_GIVEN EXERCISE_: Repeat, exactly and alone, every line from the line that contains "Question. Identify every instance of the curly" to the end of the entries.

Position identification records
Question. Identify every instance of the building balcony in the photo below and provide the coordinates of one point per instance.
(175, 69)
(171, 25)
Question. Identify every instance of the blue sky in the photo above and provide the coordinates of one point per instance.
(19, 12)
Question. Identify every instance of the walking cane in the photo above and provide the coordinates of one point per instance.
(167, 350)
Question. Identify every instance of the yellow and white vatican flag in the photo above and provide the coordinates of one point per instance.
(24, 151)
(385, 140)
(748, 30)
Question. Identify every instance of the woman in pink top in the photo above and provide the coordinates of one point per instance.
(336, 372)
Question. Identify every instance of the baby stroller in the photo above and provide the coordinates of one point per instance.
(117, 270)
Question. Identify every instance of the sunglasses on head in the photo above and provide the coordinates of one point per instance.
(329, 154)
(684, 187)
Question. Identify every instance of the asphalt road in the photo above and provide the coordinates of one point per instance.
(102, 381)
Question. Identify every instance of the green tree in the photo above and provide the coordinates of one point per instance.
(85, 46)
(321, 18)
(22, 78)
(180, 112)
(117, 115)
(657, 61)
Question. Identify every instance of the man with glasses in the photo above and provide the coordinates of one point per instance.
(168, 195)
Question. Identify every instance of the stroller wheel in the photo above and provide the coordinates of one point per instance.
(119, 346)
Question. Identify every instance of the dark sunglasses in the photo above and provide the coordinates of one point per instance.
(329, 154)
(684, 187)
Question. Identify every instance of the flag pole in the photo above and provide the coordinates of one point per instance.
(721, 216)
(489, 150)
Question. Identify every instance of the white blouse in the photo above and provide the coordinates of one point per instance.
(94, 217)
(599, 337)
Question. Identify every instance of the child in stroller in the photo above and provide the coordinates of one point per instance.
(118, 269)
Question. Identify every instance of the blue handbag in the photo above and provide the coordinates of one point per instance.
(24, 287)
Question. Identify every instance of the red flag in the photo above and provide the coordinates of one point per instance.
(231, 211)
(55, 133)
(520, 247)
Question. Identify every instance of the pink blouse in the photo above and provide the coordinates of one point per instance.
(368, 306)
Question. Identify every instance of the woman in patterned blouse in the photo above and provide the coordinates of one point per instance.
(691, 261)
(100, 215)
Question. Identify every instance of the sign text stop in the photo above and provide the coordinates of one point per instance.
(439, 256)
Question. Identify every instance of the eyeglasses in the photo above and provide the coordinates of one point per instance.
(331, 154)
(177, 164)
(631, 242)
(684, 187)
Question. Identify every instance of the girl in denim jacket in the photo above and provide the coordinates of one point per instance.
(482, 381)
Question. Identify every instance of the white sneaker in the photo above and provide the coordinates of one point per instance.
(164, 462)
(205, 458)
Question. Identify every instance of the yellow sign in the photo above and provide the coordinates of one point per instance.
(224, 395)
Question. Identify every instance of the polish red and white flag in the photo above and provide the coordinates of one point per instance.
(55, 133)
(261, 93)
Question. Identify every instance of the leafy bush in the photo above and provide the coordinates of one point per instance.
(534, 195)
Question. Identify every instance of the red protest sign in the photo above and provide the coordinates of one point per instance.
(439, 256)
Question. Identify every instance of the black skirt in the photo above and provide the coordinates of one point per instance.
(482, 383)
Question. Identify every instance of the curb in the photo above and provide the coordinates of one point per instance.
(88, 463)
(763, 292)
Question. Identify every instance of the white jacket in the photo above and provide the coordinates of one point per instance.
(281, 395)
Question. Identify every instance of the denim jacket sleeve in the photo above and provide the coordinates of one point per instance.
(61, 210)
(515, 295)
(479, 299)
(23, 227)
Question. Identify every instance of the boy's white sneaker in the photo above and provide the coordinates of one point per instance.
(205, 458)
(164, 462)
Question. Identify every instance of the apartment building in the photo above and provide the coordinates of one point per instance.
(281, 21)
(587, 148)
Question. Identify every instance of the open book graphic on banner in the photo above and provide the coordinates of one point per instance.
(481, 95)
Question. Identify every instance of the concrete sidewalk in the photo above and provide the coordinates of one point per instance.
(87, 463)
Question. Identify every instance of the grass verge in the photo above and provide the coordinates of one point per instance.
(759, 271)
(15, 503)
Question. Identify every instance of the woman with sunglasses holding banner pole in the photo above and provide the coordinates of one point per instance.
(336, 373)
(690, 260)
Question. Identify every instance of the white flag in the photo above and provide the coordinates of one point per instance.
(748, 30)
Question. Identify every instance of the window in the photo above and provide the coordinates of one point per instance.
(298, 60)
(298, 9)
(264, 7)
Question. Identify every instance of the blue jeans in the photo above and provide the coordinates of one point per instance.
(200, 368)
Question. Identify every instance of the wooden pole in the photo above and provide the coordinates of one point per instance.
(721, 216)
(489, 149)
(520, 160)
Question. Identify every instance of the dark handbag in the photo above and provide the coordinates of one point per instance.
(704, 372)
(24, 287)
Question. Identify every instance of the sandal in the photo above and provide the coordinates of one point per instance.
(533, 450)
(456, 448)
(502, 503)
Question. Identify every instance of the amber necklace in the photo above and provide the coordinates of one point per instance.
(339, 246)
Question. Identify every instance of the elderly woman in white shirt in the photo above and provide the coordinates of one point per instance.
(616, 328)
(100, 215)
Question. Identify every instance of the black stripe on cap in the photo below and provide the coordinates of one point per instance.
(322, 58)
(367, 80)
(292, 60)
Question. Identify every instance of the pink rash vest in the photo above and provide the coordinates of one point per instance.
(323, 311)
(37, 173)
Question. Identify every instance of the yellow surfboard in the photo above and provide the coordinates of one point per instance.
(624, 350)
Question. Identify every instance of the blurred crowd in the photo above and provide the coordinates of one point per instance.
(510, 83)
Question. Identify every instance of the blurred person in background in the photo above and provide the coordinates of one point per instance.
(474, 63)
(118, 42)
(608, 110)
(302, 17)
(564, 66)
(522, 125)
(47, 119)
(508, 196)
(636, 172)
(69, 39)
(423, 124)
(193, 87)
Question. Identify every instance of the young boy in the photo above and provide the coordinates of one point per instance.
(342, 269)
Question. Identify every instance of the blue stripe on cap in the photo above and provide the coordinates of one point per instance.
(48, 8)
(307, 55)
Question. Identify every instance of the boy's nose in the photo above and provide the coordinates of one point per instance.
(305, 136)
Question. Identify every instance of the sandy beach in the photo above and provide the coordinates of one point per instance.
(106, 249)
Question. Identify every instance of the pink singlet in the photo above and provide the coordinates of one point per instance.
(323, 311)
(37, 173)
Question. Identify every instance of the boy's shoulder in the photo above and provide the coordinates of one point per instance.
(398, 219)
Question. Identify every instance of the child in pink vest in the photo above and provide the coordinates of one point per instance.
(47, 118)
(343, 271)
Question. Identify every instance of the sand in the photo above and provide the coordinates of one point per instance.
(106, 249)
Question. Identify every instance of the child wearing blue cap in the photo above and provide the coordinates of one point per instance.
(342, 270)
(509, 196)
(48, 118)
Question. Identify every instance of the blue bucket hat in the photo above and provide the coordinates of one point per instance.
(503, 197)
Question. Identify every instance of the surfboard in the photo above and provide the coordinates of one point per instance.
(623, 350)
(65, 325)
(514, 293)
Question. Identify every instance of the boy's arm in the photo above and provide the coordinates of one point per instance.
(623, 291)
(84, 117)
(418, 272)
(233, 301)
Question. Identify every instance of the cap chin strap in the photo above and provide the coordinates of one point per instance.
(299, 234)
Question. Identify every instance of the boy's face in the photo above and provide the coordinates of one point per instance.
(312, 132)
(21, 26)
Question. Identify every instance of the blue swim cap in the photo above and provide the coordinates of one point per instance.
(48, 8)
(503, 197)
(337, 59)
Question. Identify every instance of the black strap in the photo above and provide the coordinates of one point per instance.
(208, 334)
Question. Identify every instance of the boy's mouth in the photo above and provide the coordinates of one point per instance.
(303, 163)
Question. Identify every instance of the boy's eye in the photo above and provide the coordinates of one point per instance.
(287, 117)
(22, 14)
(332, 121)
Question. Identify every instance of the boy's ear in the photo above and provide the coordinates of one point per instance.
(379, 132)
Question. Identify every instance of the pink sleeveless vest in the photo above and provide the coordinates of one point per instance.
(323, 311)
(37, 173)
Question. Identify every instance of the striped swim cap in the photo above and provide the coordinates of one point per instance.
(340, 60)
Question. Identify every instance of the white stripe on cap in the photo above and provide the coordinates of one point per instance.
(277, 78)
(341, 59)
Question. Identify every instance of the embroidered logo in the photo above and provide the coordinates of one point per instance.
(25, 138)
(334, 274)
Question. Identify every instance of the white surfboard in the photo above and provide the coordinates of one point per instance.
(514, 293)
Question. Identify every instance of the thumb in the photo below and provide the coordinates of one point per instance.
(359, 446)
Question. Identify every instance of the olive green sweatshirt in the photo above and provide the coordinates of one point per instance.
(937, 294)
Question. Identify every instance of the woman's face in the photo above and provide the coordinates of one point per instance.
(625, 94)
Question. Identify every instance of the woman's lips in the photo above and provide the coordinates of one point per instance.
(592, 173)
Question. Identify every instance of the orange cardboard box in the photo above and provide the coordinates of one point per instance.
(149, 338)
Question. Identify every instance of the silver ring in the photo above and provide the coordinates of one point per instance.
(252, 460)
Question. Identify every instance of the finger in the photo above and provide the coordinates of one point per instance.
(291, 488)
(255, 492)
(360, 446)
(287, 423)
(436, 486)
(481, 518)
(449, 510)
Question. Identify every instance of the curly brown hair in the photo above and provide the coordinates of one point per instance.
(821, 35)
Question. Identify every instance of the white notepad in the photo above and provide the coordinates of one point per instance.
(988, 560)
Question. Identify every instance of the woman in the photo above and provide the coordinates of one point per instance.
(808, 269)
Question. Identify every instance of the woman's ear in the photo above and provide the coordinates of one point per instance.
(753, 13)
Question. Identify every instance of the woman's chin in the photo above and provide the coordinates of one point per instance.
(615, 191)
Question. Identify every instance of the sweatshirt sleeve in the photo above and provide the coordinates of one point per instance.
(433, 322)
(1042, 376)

_TASK SOLUTION_:
Question. Identify every instance of the curly brown hair in the photo above and provide the coordinates of one point per instance.
(821, 35)
Question. Identify every instance of the white notepad in the photo above and provide the coordinates of one point per instance.
(988, 560)
Question. Identify every instance of the woman in the photo above and provide the coordinates of one point per instance.
(808, 269)
Question. Identify every instance of the woman's ear in the photo above and provide the coordinates of one point per instance.
(753, 13)
Question. Identify every instance of the woman's chin in the photo above and provide the coordinates of one point per instance.
(615, 191)
Question. Identify every instance of the sweatshirt sleeve in the photo above and provide the coordinates of one point per instance.
(433, 322)
(1042, 376)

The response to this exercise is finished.